▸ **Trecho do documento**:
....

No início do ano, a promotora de eventos Letícia Gouvêa esteve com o marido, André Luiz Lopes, três vezes no Hospital Mandaqui, em São Paulo, que é público. Uma tomografia apontou que 50% dos pulmões do corretor de imóveis estavam comprometidos pela Covid-19, e a saturação de oxigênio chegou a 85%. Apesar dessa situação, André não foi internado.

Em 13 de março, ela decidiu levar o marido para o Hospital São Camilo, onde André Luiz ficou 20 dias internado, sendo 7 deles intubado. “Por meio do São Camilo, eu comecei a lutar por uma vaga no Cross [Central de Regulação de Oferta de Serviços da Saúde] [sistema do estado de São Paulo para procura de vagas nos hospitais]”, assinala.

Assim que deu entrada no endereço particular, Letícia criou uma vaquinha para ajudar a sanar as despesas. “A gente só conseguiu pagar a entrada, de R$ 72 mil. O resto financiamos diretamente com o hospital por cinco anos, com parcelas de R$ 2 mil”, relata.

A advogada Cristiane Ferreira prepara o processo para pleitear que o Estado reembolse o casal. Ela explicou que a ação questionará o São Camilo por não ter cobrado esse valor do poder público.

....

▸ **Exercícios**:
1 - Liste todas as pessoas identificadas pelo nome completo no trecho.
2 - Segundo o trecho, quantos dias André Luiz ficou internado no Hospital São Camilo?
3 - Transcreva do trecho a passagem entre "Assim que deu" e "do poder público.", inclusive.

....

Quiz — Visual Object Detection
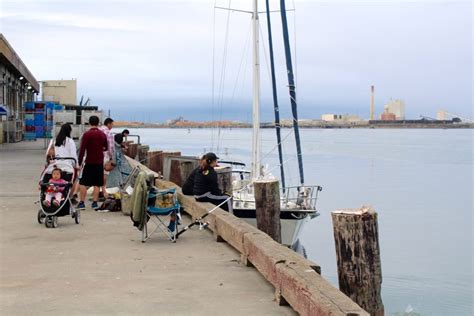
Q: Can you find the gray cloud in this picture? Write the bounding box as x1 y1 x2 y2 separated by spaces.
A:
0 0 472 117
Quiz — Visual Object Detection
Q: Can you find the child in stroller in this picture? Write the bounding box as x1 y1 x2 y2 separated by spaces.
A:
38 157 80 228
43 165 67 207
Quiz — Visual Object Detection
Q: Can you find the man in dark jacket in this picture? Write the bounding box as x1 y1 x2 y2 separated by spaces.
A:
193 153 232 212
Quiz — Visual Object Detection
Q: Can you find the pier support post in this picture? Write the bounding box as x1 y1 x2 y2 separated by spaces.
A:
331 207 384 316
215 167 232 195
253 179 281 243
147 151 163 173
138 145 150 166
127 143 138 159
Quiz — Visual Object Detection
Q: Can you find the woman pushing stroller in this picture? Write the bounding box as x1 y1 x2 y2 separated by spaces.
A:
43 166 68 207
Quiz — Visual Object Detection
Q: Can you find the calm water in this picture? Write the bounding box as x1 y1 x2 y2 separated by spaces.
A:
119 129 474 315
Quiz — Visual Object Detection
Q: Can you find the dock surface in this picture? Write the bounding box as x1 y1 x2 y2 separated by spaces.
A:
0 140 296 315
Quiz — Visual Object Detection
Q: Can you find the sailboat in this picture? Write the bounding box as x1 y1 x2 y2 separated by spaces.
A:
214 0 322 249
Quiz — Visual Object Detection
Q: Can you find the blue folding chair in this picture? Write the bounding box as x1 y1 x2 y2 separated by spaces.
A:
142 187 181 242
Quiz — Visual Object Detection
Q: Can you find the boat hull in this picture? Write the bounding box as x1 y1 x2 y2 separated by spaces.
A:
234 208 316 247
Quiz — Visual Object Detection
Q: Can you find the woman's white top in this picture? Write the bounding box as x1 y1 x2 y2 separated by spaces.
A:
46 137 77 168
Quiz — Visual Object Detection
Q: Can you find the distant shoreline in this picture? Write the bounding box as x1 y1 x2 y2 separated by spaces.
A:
114 120 474 129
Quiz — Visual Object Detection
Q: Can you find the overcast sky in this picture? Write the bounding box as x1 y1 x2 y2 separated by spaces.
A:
0 0 473 120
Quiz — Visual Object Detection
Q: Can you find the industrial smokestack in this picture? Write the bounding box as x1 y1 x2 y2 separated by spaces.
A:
370 86 375 120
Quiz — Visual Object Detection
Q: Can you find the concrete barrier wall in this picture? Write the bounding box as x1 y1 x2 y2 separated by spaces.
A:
157 180 369 316
125 161 369 316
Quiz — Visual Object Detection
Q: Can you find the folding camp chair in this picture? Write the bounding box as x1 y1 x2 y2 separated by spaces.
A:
142 187 181 242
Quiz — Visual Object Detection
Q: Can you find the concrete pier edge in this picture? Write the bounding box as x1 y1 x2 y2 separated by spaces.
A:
129 159 369 316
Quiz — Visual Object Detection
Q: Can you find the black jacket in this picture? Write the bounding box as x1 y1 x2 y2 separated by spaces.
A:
181 167 200 195
193 167 223 195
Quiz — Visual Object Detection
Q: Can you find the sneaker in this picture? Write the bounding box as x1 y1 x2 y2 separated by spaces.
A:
168 221 176 232
71 194 79 205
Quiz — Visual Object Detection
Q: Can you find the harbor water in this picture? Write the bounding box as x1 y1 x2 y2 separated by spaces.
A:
117 129 474 315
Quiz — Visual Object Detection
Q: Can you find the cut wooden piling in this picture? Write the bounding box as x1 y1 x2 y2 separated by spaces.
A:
332 207 384 316
147 151 162 172
215 167 233 195
253 179 281 243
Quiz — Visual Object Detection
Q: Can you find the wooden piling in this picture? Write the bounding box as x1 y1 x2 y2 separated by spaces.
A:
253 179 281 243
147 151 163 172
138 145 150 166
332 207 384 316
215 167 232 195
169 156 199 186
127 143 138 159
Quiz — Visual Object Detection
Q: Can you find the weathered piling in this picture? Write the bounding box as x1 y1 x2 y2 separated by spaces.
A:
332 207 384 316
147 151 163 172
138 145 150 165
253 179 281 243
168 156 199 186
215 167 232 195
127 143 138 159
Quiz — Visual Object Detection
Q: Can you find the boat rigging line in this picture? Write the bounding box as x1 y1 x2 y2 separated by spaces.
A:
280 0 304 186
266 0 285 193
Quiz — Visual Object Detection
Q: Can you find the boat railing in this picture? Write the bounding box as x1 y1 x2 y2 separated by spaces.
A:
280 185 323 210
234 185 322 211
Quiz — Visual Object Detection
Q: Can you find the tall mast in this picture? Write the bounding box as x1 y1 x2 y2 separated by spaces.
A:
252 0 260 179
266 0 285 193
280 0 304 185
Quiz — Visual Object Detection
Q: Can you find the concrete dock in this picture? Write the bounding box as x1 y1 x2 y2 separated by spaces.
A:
0 140 296 315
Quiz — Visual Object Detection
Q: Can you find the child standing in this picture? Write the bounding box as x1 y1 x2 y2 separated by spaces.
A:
43 167 67 207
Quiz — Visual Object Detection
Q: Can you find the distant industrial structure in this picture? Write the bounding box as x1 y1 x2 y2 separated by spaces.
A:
381 99 405 120
321 114 362 123
41 79 77 105
0 33 39 143
370 85 375 120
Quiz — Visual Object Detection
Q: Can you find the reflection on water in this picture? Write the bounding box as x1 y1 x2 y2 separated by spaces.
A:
116 129 474 315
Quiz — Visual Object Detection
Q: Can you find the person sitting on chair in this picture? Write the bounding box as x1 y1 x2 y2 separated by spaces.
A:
181 155 206 195
193 152 232 212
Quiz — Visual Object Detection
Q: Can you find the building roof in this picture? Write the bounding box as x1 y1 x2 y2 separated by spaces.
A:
0 33 39 92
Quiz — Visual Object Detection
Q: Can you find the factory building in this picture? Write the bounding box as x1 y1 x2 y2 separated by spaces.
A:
41 79 77 105
321 114 361 123
0 33 39 143
381 99 405 120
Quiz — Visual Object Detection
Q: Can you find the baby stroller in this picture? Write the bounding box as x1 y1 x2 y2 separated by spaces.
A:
38 157 81 228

....

▸ **Respostas**:
1 - Letícia Gouvêa, André Luiz Lopes, Cristiane Ferreira

2 - 20 dias, sendo 7 deles intubado.

3 -
Assim que deu entrada no endereço particular, Letícia criou uma vaquinha para ajudar a sanar as despesas. “A gente só conseguiu pagar a entrada, de R$ 72 mil. O resto financiamos diretamente com o hospital por cinco anos, com parcelas de R$ 2 mil”, relata.

A advogada Cristiane Ferreira prepara o processo para pleitear que o Estado reembolse o casal. Ela explicou que a ação questionará o São Camilo por não ter cobrado esse valor do poder público.